▸ **Problem to work on**
Retype the stretch of lines from the line containing "locate girl's hand" through the end, exactly as they appear.

▸ **Raw data**

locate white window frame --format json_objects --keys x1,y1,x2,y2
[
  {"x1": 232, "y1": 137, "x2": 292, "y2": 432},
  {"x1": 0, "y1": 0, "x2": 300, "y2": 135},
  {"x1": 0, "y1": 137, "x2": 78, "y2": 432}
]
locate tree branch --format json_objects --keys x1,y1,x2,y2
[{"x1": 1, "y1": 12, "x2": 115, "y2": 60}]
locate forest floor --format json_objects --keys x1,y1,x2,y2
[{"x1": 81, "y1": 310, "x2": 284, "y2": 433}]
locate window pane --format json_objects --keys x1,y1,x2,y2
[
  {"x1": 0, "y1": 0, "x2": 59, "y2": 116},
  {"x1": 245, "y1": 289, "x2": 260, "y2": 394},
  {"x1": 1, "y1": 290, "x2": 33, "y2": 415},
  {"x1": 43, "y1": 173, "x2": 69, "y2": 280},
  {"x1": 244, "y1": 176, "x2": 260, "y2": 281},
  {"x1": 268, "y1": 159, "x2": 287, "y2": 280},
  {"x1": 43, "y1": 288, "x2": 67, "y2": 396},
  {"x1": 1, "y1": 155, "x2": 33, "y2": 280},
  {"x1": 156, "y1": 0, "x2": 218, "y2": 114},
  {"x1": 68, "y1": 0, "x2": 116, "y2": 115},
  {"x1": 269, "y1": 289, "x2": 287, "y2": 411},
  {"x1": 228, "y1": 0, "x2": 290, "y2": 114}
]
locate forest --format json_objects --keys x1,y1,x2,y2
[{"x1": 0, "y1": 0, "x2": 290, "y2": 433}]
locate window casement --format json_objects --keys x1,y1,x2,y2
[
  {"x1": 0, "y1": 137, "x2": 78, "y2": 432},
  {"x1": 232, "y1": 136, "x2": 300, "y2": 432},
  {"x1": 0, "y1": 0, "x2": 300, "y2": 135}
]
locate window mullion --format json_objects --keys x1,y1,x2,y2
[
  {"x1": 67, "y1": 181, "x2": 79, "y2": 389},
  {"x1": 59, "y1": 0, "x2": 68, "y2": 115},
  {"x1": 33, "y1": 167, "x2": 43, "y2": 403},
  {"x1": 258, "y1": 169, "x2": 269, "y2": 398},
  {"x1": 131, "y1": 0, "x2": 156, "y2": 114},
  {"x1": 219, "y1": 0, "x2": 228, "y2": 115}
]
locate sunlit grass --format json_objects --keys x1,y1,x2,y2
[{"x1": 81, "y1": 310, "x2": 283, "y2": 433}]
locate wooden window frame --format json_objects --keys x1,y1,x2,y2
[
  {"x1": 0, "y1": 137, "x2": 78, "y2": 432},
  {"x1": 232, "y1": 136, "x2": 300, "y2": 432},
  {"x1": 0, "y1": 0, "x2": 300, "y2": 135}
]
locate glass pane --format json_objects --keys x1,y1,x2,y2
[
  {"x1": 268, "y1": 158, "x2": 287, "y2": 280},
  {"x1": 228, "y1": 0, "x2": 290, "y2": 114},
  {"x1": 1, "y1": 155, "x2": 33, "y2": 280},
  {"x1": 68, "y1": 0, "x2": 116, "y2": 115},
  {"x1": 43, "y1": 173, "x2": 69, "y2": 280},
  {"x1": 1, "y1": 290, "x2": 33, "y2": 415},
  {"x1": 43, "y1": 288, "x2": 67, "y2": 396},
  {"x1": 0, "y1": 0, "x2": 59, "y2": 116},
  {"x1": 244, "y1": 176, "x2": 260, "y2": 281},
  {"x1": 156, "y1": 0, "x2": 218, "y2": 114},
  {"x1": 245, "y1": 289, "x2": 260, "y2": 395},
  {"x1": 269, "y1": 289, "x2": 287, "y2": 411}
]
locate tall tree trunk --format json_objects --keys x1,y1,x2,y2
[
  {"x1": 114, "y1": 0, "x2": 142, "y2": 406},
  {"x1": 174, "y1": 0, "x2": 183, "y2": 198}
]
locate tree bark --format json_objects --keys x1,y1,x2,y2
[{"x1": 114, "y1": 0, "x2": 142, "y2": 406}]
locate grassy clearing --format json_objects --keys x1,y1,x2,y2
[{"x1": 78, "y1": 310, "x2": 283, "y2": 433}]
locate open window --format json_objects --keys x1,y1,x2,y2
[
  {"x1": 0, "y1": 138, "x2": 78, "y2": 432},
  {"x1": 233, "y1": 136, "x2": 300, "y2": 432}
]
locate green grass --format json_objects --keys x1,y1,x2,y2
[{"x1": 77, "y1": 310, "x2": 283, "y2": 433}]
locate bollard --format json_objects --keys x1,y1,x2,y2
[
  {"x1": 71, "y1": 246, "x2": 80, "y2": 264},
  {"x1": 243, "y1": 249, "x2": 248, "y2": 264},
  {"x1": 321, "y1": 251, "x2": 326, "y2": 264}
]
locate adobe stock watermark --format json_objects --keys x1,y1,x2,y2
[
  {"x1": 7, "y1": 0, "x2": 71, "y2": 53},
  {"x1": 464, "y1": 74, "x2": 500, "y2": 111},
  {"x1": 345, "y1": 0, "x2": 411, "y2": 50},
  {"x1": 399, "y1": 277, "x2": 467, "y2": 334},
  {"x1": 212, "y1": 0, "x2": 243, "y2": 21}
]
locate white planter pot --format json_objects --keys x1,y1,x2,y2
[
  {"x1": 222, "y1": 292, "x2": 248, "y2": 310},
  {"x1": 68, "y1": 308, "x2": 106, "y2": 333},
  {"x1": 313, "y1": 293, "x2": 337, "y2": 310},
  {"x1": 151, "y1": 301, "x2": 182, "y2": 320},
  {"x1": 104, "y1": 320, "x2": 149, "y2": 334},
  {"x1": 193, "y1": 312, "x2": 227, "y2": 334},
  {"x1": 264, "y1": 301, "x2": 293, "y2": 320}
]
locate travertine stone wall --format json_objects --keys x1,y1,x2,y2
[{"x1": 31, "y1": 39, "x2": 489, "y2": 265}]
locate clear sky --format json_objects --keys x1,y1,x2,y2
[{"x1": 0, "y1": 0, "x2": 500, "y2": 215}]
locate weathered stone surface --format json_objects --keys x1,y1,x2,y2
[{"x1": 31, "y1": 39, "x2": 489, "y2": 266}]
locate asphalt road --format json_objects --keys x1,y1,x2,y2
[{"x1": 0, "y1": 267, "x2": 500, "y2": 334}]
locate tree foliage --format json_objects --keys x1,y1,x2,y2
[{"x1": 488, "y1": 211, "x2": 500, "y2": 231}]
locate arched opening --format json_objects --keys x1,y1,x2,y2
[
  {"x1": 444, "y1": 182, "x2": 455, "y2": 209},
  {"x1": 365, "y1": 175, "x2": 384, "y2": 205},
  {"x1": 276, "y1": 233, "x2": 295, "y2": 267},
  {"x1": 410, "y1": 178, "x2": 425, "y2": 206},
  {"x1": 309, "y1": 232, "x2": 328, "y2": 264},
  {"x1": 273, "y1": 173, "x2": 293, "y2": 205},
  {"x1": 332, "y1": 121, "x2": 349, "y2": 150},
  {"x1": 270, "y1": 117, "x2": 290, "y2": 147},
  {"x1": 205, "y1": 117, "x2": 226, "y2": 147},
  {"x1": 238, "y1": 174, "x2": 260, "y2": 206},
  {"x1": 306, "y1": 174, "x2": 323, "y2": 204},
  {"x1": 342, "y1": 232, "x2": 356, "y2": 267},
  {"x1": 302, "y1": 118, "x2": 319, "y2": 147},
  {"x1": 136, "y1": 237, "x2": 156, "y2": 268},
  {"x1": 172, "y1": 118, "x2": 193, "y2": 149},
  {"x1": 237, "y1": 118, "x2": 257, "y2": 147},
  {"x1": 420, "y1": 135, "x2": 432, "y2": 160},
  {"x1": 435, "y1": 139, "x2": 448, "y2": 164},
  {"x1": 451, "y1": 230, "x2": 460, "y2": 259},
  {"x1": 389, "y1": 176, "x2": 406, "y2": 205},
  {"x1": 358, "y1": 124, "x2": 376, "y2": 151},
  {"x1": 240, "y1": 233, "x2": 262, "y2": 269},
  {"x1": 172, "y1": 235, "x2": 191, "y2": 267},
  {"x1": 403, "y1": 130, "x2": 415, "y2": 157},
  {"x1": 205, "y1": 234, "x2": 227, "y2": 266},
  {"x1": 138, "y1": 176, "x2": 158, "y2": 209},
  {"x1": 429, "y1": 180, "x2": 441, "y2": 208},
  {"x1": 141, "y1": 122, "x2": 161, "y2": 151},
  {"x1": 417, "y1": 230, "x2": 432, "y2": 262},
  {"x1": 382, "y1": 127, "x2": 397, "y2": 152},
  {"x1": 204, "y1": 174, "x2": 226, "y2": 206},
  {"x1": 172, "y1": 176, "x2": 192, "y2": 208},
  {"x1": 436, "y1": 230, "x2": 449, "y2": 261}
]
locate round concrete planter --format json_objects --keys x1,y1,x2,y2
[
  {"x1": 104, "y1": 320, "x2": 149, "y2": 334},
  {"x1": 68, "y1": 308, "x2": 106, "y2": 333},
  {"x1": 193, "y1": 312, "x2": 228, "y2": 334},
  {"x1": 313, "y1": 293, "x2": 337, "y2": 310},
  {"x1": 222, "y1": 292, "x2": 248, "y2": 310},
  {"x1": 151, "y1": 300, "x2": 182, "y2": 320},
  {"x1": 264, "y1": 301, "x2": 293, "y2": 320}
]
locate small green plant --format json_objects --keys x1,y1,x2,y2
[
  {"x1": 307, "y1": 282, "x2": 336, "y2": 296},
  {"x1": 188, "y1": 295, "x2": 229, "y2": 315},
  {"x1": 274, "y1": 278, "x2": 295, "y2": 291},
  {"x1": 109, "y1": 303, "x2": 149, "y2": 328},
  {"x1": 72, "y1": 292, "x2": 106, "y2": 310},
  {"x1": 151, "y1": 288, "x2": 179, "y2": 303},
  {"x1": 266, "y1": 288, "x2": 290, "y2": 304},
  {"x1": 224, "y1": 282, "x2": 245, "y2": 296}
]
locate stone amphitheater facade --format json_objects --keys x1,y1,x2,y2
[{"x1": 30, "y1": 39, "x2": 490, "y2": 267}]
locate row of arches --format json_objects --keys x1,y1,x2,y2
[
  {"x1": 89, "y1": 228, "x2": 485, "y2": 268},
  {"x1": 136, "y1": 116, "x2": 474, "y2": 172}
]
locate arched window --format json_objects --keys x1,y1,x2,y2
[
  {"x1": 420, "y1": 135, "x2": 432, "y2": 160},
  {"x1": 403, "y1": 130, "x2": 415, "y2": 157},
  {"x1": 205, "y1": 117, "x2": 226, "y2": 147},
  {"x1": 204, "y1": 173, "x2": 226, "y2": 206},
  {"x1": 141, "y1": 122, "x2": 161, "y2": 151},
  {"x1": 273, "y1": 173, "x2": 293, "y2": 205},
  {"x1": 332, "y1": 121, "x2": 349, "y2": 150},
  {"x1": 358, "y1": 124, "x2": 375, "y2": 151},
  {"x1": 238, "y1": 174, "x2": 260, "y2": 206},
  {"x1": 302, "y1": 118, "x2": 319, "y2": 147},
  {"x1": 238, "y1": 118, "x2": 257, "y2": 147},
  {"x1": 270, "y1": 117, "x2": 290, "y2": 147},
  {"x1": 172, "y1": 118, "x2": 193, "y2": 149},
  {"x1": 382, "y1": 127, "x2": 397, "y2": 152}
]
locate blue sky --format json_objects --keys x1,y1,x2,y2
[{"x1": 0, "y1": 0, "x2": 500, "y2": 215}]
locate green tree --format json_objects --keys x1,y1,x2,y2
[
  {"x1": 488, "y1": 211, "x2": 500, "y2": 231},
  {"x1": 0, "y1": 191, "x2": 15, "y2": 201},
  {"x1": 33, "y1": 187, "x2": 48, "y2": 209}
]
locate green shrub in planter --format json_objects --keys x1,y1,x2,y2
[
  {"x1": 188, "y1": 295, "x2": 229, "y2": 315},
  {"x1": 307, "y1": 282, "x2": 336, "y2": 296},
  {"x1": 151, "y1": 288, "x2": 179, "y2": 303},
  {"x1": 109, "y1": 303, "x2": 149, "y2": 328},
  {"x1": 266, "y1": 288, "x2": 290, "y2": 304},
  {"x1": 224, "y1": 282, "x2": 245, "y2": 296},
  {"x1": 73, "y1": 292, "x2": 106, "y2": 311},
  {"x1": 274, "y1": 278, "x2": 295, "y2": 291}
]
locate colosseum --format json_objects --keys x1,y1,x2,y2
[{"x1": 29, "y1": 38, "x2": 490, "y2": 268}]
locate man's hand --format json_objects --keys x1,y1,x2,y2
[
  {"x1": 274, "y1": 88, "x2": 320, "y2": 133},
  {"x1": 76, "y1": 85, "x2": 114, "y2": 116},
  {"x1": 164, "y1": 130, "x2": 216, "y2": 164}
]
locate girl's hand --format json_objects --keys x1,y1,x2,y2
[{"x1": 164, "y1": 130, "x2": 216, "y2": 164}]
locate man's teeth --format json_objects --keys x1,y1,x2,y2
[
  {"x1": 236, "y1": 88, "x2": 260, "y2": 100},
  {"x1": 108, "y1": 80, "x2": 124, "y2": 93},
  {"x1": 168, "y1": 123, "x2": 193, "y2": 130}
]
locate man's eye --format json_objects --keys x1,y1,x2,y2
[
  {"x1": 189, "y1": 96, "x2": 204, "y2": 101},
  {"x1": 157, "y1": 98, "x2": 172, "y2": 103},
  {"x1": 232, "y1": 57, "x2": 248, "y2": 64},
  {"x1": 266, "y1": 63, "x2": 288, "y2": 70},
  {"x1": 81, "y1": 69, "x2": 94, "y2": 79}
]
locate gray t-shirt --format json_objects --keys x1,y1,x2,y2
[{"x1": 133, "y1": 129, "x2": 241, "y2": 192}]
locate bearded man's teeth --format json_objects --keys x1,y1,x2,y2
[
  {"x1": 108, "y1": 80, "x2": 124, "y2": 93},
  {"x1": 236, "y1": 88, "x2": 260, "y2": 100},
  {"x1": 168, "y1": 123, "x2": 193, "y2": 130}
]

▸ **Exercise response**
locate girl's hand --format json_objects --keys x1,y1,x2,y2
[{"x1": 164, "y1": 130, "x2": 216, "y2": 164}]
locate man's teeth --format json_objects --keys x1,y1,x2,y2
[
  {"x1": 236, "y1": 88, "x2": 260, "y2": 100},
  {"x1": 108, "y1": 80, "x2": 124, "y2": 93},
  {"x1": 168, "y1": 123, "x2": 193, "y2": 130}
]
locate man's eye --format json_objects --keys x1,y1,x2,y2
[
  {"x1": 189, "y1": 96, "x2": 204, "y2": 101},
  {"x1": 157, "y1": 98, "x2": 172, "y2": 103},
  {"x1": 232, "y1": 57, "x2": 248, "y2": 64},
  {"x1": 266, "y1": 63, "x2": 288, "y2": 70},
  {"x1": 81, "y1": 69, "x2": 94, "y2": 79}
]
locate gray t-shirt --format json_objects --keys x1,y1,x2,y2
[{"x1": 133, "y1": 129, "x2": 241, "y2": 192}]
locate bearded man's teeth --format json_objects --keys x1,y1,x2,y2
[
  {"x1": 108, "y1": 80, "x2": 124, "y2": 93},
  {"x1": 236, "y1": 88, "x2": 260, "y2": 100},
  {"x1": 168, "y1": 123, "x2": 193, "y2": 130}
]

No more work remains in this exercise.